START Records to process
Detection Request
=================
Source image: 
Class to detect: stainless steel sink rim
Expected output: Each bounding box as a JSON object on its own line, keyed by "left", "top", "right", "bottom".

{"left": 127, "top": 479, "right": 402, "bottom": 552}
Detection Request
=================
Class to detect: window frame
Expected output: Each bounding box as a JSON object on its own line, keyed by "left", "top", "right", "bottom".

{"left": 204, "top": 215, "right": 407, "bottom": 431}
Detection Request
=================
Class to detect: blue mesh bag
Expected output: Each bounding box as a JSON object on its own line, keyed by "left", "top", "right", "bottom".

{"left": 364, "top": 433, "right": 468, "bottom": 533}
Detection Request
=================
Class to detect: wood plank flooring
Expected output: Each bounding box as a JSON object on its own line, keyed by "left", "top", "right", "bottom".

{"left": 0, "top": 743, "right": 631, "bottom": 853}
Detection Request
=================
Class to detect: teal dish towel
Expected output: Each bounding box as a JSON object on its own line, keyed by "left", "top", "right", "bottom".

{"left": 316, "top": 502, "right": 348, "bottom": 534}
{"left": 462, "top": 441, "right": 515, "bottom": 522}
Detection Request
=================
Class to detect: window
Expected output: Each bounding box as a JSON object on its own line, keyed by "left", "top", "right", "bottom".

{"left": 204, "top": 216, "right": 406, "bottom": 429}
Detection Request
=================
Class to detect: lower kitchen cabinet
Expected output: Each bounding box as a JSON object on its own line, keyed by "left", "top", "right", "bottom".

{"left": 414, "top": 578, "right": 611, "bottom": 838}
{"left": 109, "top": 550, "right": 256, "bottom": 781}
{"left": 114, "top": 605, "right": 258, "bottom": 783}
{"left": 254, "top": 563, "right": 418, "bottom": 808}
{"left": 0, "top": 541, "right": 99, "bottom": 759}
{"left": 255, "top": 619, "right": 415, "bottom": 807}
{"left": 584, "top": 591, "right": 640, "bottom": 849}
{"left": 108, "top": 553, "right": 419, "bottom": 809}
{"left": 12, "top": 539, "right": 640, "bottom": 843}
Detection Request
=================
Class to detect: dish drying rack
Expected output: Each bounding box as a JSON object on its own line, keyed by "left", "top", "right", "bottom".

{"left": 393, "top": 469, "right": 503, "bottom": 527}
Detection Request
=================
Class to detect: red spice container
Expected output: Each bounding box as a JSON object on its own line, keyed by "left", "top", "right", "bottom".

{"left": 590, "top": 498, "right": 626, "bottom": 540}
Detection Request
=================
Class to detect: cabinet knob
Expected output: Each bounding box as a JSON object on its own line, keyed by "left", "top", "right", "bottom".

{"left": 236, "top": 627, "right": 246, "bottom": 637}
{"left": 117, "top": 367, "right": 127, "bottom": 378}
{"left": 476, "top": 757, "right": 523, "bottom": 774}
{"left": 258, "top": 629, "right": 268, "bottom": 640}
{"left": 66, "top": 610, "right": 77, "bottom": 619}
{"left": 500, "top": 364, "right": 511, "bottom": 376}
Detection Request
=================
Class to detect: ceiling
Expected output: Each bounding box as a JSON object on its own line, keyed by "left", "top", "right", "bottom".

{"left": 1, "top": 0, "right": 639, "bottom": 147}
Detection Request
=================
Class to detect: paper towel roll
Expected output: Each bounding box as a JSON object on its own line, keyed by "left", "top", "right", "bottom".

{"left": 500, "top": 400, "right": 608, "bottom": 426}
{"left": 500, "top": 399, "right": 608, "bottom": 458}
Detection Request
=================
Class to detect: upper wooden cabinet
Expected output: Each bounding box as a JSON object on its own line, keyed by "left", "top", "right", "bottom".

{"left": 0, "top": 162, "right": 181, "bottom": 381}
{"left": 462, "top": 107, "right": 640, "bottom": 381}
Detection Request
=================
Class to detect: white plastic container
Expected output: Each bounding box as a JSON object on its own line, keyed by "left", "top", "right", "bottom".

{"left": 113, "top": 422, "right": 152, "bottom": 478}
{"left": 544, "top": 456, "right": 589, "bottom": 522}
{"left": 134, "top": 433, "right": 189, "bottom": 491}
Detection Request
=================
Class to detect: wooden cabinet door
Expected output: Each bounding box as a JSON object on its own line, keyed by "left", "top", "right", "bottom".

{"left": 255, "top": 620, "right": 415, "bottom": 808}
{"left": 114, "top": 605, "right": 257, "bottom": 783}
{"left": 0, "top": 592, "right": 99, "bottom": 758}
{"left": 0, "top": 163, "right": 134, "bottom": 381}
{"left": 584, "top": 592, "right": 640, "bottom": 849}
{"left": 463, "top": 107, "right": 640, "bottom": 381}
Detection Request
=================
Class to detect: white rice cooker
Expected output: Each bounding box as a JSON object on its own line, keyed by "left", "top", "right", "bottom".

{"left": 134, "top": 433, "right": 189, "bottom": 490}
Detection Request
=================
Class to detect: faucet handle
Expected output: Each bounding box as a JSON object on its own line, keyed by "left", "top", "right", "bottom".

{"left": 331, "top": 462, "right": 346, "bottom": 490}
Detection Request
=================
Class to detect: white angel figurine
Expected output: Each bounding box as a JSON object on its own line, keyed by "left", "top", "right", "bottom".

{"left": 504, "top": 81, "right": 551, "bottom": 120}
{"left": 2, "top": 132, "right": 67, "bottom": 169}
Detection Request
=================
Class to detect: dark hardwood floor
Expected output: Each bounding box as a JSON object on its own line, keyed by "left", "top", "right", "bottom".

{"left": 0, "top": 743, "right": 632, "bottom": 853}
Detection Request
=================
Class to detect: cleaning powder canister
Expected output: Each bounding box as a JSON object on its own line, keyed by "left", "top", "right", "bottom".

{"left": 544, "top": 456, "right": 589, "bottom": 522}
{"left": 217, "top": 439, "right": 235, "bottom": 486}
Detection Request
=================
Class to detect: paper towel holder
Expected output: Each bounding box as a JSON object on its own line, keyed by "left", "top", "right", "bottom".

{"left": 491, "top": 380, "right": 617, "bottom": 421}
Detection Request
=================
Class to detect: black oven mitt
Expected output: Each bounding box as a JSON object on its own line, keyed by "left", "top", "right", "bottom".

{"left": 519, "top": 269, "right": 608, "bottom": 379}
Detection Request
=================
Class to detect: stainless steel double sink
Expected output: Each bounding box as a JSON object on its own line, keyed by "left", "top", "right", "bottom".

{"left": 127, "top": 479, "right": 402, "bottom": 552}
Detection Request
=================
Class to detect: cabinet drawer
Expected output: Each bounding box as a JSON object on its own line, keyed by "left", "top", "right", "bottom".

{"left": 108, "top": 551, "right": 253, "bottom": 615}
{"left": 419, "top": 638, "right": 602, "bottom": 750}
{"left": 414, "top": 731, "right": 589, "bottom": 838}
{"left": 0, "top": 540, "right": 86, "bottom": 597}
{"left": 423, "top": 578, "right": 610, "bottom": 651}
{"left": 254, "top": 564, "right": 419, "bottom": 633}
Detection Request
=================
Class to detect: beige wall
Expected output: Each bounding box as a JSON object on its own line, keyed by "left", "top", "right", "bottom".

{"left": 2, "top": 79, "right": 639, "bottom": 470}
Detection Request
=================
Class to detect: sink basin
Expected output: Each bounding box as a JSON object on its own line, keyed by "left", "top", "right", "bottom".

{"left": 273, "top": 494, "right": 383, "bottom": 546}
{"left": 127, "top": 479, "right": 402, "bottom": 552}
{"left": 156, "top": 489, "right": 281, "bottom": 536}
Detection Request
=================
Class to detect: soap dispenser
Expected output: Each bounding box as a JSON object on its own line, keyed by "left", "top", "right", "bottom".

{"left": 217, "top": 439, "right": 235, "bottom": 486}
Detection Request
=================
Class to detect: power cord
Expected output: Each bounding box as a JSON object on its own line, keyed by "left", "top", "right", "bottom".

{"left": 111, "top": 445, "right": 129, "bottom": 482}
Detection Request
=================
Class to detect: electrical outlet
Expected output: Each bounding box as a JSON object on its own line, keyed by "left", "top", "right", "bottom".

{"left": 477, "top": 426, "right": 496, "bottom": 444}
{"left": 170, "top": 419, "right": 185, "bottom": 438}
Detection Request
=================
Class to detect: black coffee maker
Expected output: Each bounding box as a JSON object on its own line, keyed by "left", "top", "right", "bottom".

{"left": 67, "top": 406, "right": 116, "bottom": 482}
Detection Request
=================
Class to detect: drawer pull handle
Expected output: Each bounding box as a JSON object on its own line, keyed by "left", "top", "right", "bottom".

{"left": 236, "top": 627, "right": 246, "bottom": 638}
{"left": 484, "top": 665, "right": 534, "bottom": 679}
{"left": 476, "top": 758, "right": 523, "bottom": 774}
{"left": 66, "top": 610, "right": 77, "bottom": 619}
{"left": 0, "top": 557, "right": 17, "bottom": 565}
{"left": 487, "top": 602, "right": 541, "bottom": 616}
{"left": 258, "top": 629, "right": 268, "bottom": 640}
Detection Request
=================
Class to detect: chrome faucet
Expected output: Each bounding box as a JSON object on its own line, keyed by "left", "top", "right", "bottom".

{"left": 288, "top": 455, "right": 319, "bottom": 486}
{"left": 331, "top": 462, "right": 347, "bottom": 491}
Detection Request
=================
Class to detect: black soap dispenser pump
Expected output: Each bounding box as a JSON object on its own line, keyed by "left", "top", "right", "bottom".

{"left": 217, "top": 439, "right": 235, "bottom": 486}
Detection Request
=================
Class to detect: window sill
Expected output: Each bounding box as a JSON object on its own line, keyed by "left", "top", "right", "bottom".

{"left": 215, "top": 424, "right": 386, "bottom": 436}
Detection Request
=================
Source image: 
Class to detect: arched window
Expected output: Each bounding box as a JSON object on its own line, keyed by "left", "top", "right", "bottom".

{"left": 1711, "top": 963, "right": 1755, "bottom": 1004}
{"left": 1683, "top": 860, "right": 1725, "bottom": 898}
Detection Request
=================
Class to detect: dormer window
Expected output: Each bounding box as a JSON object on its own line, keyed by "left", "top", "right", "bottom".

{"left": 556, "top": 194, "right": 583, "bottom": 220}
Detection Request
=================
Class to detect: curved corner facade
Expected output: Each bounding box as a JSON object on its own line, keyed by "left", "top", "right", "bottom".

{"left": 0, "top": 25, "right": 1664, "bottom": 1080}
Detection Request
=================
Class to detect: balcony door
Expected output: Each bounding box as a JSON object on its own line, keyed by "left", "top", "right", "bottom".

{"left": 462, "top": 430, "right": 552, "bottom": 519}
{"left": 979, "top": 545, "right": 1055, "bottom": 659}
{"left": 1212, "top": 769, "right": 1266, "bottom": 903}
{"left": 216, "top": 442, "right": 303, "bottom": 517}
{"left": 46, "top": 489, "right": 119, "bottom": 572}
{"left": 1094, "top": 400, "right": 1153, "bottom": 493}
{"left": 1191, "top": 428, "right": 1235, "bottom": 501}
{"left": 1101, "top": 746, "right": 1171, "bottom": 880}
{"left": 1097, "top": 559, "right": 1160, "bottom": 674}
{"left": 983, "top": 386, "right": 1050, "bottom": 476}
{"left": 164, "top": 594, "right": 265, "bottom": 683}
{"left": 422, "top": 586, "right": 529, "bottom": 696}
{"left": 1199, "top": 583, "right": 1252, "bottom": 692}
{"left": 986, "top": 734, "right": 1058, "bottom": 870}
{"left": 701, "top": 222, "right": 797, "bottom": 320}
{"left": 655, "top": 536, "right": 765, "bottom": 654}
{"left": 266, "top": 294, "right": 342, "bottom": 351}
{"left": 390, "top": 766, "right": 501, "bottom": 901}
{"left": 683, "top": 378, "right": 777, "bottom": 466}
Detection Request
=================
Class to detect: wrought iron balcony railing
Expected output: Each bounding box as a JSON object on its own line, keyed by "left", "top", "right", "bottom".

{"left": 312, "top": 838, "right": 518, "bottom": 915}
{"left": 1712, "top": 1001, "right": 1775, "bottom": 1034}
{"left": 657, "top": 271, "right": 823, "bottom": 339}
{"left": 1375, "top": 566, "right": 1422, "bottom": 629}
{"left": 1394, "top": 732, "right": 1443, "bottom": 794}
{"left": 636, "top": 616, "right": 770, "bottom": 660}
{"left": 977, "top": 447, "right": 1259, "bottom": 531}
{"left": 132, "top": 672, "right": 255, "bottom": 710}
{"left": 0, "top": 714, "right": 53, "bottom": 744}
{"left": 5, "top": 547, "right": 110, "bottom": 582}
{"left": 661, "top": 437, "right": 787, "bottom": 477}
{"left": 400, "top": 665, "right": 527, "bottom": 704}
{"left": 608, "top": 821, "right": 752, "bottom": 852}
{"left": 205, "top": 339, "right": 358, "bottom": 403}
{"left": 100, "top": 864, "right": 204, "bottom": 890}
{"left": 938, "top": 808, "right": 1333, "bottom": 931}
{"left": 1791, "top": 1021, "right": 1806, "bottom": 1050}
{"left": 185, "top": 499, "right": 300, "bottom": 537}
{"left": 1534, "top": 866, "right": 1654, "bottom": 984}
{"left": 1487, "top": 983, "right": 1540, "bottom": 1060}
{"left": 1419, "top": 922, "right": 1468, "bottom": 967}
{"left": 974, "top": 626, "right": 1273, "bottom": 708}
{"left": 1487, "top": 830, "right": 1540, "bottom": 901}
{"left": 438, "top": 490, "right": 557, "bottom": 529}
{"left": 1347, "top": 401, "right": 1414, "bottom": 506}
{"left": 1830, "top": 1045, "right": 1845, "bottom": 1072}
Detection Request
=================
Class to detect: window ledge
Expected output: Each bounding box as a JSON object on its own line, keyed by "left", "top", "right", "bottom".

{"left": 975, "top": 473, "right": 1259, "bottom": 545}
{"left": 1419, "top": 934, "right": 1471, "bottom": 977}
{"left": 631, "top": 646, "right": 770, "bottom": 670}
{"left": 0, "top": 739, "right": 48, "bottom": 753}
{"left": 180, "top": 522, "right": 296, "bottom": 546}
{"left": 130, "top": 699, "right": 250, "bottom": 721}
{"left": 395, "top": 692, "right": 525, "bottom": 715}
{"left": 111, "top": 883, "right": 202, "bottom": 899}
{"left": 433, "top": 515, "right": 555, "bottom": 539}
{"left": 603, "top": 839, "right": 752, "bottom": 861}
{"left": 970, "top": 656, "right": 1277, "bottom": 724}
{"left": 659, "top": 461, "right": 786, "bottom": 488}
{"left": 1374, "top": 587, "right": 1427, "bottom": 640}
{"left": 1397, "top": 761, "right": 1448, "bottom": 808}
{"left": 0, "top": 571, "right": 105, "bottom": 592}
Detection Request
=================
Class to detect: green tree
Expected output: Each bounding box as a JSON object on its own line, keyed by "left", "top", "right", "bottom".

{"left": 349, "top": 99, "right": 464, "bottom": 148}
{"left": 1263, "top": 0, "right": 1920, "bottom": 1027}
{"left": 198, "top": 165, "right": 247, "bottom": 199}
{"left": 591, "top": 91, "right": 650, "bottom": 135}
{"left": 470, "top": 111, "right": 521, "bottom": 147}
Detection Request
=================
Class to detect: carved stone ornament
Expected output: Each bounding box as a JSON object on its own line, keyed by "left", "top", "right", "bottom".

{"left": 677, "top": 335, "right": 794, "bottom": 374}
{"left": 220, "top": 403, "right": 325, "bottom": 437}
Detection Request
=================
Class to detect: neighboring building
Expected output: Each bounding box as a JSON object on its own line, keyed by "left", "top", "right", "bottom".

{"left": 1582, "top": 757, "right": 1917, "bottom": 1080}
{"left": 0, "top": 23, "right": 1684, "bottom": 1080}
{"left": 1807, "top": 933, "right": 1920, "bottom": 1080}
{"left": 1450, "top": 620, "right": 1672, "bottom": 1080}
END Records to process
• **Activity**: The expected output is each line of the records above that includes the word "black".

• **Answer below**:
Class to detect: black oven mitt
Class to detect: black coffee maker
Class to detect: black soap dispenser pump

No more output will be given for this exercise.